• _Text to read_:
........
First, a confession: I am now and have for a very long time been an advocate of Internet dating. I met my ex-wife on the Internet, back in the seemingly prehistoric days of the late ‘90s, in a time before dating sites had become a fact of daily life and the notion of meeting—actually meeting a real life person—online was still an outlandish fantasy for most. Then a funny thing happened. In the last decade, computers have become so ubiquitous that they have infiltrated every aspect of modern life. What seemed, just a few short years ago, a distant futuristic gimmick has already become accepted practice. Used to be that if I mentioned the fact that I had met my wife online, people would look at me like an exotic zoo animal, but now, it’s more rare to encounter someone who hasn’t either used Internet dating themselves or knows someone who does. My wife and I divorced a while back, and in the few years between my marriage and divorce it was amazing to see just how far Internet dating had advanced. I’m happy to say that I make use of Internet dating almost exclusively in my perpetual search for a mate: computers have been a godsend for those of us not naturally endowed with gregarious, outgoing personalities (AKA shy sad sacks).
Sean Thomas’ story begins with a rather less sanguine approach to the subject. Alone and lonely in his late 30s, Thomas is cajoled into the world of Internet dating by his editor, who hopes not only for an article on the subject but to inspire some kind of romantic renaissance in his dejected employee. Thomas is skeptical: after all, what kind of women use Internet dating, anyway? The entire thing seems more than slightly dodgy on the outset. He begins tentatively, first dipping his toe into the pond before eventually wading in to the deep end of the pool. For those of us who have been in the trenches, all the hallmarks are here: the pointless dates without any chemistry, the good dates that eventually fizzle into nothing, the folks who simply disappear for no apparent reason, the folks who seem for a moment to be simply too good to be true (and invariably are).
It would be a mistake to pick up Millions of Women expecting a mere social study on the subject of Internet dating. The book is, most importantly a memoir, detailing not only Thomas’ current adventures in Internet dating but illustrating his entire dating history. These frequent digressions add something in the way of emotional heft to what could otherwise have been a fairly callow catalog. The portrait of Thomas that emerges from his own story is not entirely flattering. He has, over the course of a long and eventful life, had sex with far more women than you or I probably ever will (not even counting prostitutes, the subject of which gets a whole chapter to itself). He is such an oversexed specimen that there are many points at which the reader will be hard-pressed to muster any sympathy whatsoever, especially those of us men (probably the vast majority of us men) who will be lucky to ever see a fraction of as much sex as Thomas describes here.
........
[Data pulled from a collection]
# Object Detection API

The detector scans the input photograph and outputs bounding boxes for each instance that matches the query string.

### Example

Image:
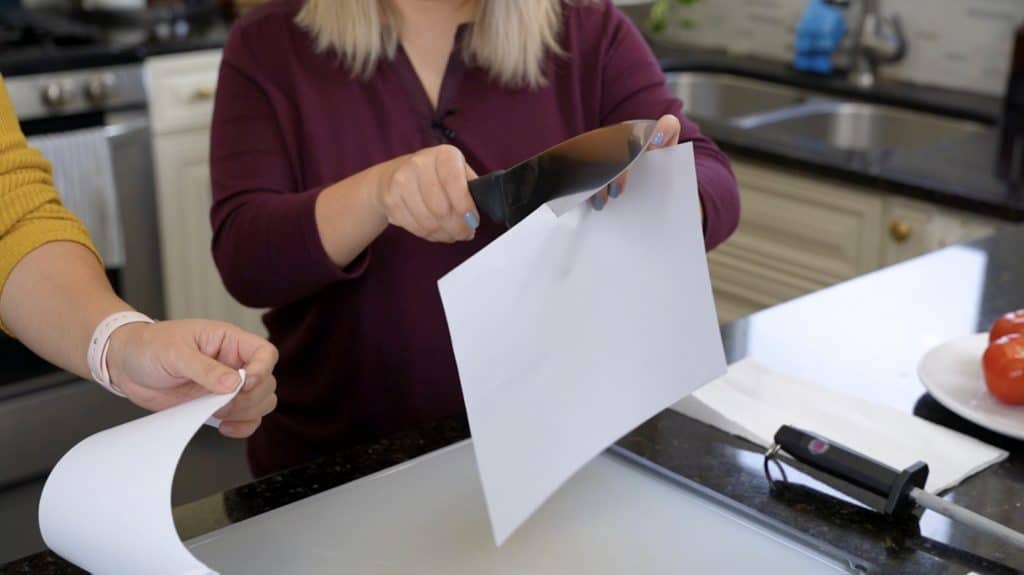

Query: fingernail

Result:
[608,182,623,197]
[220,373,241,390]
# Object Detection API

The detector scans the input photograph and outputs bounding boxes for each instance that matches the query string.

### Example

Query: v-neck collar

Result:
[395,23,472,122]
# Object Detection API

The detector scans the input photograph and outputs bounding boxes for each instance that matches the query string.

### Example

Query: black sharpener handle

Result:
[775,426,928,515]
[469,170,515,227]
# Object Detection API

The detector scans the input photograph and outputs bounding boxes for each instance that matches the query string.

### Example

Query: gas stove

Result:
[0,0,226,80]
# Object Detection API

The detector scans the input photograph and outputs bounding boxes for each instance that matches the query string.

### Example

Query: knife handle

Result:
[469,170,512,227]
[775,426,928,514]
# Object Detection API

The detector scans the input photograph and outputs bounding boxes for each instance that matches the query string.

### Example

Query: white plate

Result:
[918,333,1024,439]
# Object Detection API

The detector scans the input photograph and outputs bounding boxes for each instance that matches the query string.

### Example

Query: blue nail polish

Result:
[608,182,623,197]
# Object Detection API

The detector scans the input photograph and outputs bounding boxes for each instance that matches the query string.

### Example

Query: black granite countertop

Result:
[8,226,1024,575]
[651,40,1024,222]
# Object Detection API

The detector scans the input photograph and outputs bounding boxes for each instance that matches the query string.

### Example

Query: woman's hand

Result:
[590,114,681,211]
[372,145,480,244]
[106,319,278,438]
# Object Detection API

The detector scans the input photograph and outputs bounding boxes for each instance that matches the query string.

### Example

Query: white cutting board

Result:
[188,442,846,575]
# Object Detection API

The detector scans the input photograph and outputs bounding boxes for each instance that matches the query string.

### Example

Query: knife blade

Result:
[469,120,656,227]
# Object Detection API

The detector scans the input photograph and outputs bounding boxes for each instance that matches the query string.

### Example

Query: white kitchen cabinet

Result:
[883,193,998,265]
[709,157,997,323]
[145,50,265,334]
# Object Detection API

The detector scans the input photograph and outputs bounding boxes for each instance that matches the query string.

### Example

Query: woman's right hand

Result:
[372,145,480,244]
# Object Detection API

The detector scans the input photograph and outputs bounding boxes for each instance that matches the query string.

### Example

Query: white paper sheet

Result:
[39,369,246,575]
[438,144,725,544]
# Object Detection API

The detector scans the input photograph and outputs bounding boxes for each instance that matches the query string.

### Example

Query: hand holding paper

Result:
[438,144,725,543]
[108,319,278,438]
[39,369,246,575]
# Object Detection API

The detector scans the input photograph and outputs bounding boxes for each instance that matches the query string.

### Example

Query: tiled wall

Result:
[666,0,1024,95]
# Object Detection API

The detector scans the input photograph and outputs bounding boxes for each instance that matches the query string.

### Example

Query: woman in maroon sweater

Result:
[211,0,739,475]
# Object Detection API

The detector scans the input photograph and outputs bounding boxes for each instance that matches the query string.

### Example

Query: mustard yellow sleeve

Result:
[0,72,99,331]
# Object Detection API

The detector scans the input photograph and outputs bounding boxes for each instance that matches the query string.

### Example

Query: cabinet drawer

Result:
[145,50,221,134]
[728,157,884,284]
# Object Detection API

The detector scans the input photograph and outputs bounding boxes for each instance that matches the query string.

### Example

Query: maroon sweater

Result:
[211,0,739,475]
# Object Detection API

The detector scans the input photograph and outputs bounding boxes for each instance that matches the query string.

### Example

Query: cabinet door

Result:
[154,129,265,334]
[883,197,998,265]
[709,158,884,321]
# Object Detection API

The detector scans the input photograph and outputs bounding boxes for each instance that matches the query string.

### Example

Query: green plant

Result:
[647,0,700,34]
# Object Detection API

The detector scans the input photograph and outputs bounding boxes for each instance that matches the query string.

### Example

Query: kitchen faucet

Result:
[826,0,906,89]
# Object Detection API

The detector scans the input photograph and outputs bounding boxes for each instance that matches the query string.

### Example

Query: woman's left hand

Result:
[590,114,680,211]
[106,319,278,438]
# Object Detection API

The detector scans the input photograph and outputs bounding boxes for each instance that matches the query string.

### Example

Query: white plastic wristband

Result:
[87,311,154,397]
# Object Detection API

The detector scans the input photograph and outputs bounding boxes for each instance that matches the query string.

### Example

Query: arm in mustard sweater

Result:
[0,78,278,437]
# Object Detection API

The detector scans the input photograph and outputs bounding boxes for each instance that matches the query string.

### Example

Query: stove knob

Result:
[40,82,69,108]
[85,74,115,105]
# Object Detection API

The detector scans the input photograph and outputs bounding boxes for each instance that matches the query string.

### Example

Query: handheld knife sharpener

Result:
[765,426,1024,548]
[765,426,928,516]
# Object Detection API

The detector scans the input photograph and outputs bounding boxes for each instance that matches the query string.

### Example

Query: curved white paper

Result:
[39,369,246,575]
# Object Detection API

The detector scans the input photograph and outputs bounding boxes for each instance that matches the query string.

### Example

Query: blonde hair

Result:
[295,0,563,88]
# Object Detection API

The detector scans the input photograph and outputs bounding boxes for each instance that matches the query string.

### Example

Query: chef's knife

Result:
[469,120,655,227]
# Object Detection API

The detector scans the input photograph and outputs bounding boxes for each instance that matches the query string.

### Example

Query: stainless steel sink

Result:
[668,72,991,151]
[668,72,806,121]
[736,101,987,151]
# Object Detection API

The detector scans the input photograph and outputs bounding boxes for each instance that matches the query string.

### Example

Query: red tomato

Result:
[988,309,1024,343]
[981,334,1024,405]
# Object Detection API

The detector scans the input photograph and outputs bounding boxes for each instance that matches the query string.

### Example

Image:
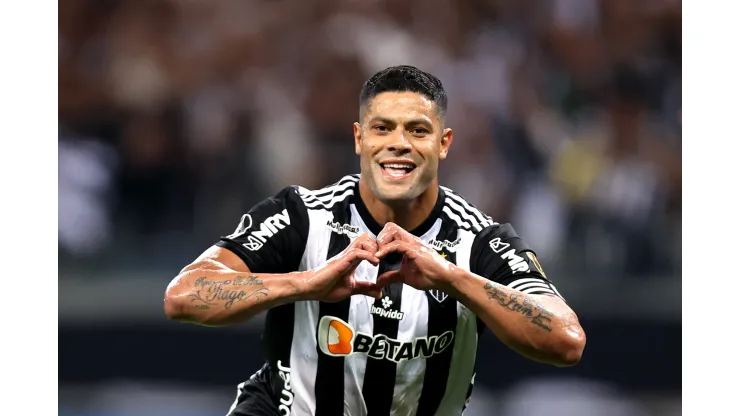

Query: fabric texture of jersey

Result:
........
• _Brief A_: Reproduce the Internet dating review word for word, from "Sean Thomas’ story" up to and including "(and invariably are).".
• _Brief B_:
Answer these questions using the Internet dating review:
(i) Who persuades Sean Thomas to try Internet dating?
(ii) Where did the reviewer meet their ex-wife?
(iii) Which subject gets a whole chapter to itself in the book?
• _Brief C_: Write the next part of the Internet dating review, picking up after its final sentence.

• _Task response A_:
Sean Thomas’ story begins with a rather less sanguine approach to the subject. Alone and lonely in his late 30s, Thomas is cajoled into the world of Internet dating by his editor, who hopes not only for an article on the subject but to inspire some kind of romantic renaissance in his dejected employee. Thomas is skeptical: after all, what kind of women use Internet dating, anyway? The entire thing seems more than slightly dodgy on the outset. He begins tentatively, first dipping his toe into the pond before eventually wading in to the deep end of the pool. For those of us who have been in the trenches, all the hallmarks are here: the pointless dates without any chemistry, the good dates that eventually fizzle into nothing, the folks who simply disappear for no apparent reason, the folks who seem for a moment to be simply too good to be true (and invariably are).

• _Task response B_:
(i) His editor.
(ii) On the Internet.
(iii) Prostitutes.

• _Task response C_:
Thomas’ arc is both inevitable and no less gratifying, essentially a Nick Hornby book masquerading as a memoir. Thomas is, over the course of the book, brought face-to-face with the shallowness of his own self-serving behavior, the shortsightedness of the empty pleasure-seeking that marked much of his life, and the universality of his discontent. Internet dating offers the user, among other things, a rather unflattering view of their own desires, by allowing a person to select for just those things which they personally are attracted to, at the exclusion of just about everything else. The picture of his own desires, which emerges from his experiment, is not flattering, but it is more or less honest. A date with a women measurably more intelligent than himself brings him face to face with his own intellectual limitations; a date with a women who prefers anal sex forces him to confront his deep-seated and uncharacteristic distaste for sodomy; a disastrous fling with a much wealthier professional woman places his own insecurities about money front and center. In the end, he—and we—are left wondering if all this enforced self-examination has achieved anything other than placing the bar immodestly high for his own prospective happiness.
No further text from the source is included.